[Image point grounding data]
※
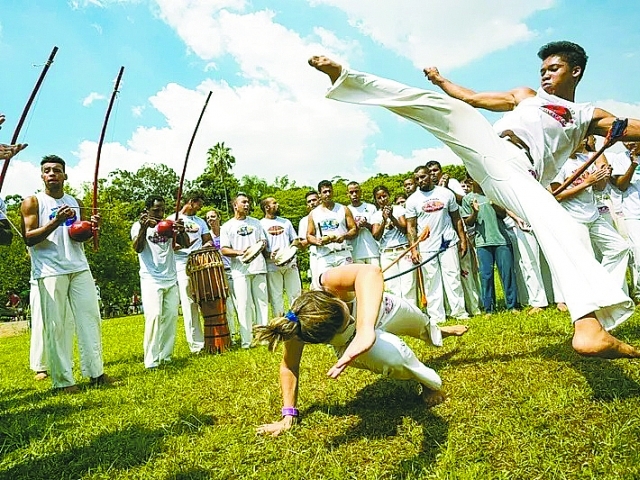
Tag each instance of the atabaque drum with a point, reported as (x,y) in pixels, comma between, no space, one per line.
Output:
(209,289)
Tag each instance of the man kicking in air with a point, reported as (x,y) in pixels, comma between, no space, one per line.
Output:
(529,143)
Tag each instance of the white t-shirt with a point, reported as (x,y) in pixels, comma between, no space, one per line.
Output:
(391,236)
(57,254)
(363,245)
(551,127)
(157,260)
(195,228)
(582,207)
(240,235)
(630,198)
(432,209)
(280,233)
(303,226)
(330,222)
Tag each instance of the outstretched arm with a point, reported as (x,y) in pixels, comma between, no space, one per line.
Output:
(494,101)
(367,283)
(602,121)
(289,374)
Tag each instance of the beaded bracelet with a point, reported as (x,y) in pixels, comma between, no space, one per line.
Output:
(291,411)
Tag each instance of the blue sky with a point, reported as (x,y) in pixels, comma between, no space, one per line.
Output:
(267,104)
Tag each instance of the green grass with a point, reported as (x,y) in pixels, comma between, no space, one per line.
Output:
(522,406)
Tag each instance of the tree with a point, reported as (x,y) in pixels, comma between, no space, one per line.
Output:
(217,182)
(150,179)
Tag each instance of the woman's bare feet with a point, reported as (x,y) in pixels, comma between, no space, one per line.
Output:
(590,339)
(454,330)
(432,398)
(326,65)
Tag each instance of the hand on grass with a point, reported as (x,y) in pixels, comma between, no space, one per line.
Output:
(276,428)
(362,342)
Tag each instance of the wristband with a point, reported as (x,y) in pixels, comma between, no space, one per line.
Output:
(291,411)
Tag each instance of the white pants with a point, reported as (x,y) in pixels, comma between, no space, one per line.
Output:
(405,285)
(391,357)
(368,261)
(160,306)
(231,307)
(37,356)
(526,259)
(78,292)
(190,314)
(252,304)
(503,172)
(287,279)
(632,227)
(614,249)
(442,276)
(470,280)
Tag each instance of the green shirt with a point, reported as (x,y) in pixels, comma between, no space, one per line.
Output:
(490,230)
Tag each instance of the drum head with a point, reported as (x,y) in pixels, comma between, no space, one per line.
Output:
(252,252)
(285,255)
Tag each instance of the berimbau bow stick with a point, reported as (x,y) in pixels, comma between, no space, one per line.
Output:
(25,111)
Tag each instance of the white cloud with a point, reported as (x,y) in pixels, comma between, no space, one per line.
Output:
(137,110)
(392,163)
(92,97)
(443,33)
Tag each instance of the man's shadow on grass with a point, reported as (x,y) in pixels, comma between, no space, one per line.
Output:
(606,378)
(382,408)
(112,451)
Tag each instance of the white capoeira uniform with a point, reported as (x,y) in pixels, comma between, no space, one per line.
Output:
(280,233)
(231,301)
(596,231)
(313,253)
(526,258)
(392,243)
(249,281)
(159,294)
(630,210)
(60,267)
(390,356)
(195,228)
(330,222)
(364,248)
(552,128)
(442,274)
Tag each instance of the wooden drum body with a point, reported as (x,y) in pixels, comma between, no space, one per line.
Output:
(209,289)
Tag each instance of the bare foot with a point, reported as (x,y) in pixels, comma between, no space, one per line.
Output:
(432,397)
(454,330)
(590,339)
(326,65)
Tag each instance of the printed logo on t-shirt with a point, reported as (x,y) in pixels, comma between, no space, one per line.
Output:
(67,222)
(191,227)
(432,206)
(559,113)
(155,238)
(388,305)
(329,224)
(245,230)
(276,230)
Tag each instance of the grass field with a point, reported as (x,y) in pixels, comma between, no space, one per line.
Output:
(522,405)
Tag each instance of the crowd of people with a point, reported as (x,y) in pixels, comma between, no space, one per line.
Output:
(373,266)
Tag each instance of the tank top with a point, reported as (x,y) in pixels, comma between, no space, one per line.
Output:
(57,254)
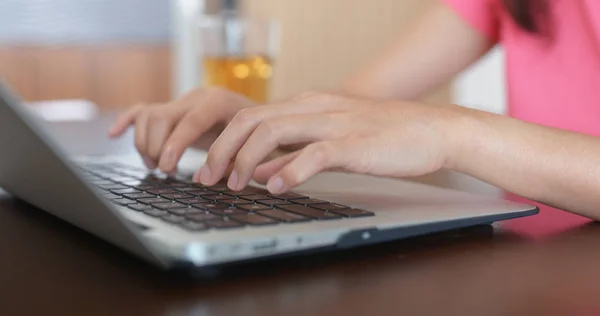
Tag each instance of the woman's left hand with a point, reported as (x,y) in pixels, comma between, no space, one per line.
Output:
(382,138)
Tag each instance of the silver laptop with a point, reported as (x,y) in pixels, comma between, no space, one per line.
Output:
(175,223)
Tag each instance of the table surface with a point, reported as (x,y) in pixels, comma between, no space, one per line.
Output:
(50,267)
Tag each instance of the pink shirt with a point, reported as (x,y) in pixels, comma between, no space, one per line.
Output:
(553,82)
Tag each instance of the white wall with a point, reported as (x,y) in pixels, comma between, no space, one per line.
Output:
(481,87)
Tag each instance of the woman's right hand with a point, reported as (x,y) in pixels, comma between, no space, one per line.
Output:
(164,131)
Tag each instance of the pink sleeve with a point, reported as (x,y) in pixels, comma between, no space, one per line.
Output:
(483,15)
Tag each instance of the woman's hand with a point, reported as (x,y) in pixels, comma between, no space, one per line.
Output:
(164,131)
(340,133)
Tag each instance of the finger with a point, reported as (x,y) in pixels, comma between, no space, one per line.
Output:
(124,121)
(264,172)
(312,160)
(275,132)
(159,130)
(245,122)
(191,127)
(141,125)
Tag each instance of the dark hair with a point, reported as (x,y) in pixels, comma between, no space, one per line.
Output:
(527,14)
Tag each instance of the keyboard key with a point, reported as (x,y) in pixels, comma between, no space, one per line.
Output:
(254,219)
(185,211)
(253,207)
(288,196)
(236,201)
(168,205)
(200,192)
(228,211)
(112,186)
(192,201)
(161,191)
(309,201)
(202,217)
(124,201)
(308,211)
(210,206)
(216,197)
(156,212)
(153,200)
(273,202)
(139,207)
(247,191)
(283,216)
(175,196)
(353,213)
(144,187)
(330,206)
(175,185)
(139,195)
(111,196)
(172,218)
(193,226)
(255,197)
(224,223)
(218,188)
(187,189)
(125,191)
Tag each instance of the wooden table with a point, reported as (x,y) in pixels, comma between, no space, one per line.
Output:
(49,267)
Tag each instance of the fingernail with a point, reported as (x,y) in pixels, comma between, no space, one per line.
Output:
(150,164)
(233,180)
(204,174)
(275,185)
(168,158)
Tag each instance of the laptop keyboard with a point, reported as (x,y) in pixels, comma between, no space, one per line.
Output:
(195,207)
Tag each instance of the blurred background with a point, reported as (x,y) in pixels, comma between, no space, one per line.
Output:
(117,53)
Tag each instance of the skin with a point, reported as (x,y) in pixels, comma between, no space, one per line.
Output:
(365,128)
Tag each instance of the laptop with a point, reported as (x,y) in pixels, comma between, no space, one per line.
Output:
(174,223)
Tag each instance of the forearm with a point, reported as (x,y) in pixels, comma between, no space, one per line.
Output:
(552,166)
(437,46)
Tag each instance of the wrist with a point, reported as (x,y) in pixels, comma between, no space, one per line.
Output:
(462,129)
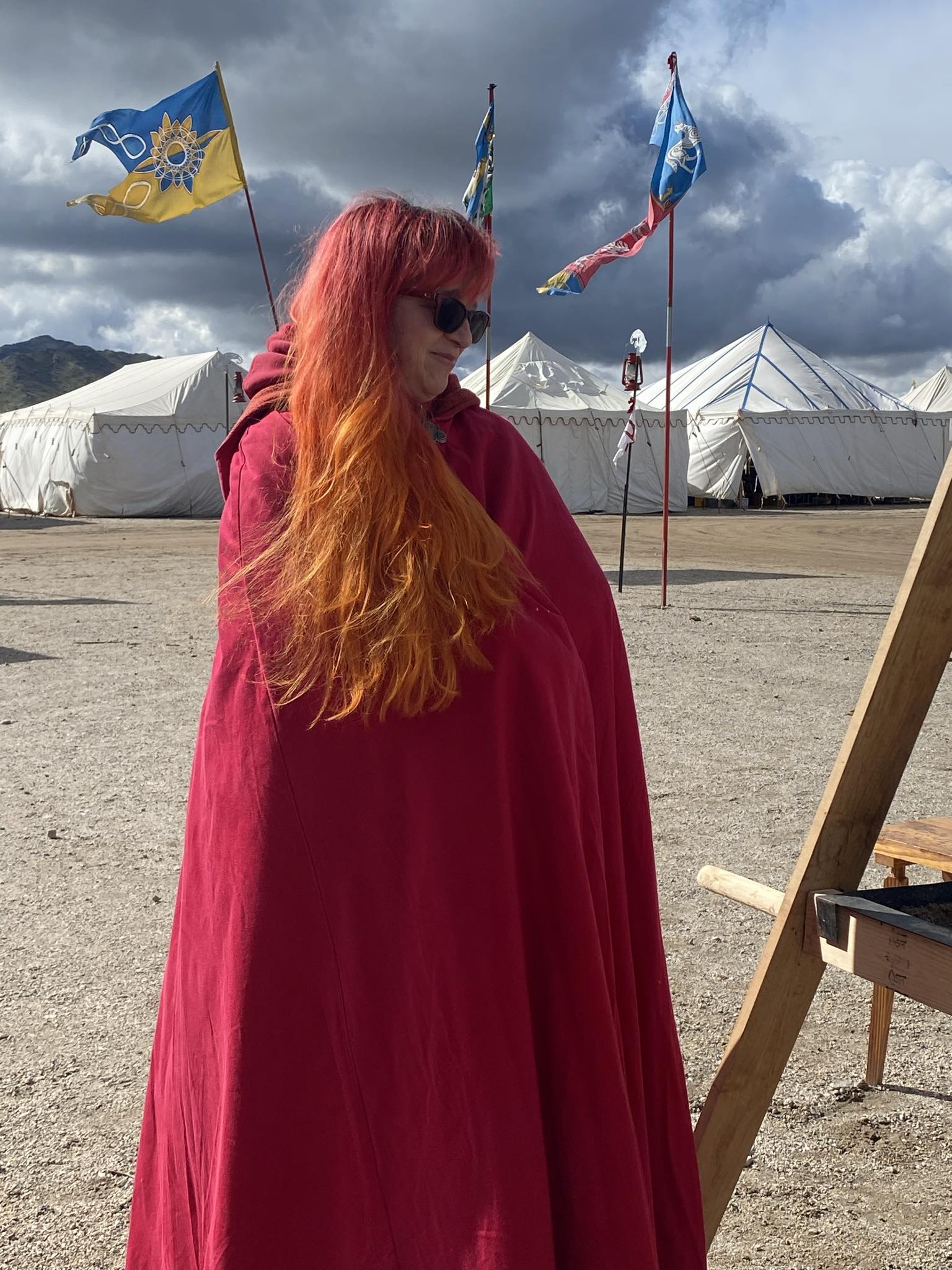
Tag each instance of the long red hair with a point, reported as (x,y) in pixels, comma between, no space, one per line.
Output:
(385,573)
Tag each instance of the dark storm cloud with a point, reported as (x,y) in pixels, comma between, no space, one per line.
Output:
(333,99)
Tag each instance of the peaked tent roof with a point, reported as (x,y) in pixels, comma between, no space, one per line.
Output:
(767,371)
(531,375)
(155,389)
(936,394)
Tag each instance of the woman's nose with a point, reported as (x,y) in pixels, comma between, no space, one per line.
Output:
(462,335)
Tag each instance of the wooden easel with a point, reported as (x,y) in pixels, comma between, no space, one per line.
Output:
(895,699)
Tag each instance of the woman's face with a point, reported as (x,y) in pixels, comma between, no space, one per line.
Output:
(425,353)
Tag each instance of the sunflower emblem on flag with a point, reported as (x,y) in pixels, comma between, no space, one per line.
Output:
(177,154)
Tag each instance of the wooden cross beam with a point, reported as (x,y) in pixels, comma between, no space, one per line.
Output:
※
Within the data above, how many lines contain the word "dark"? Write only the number.

2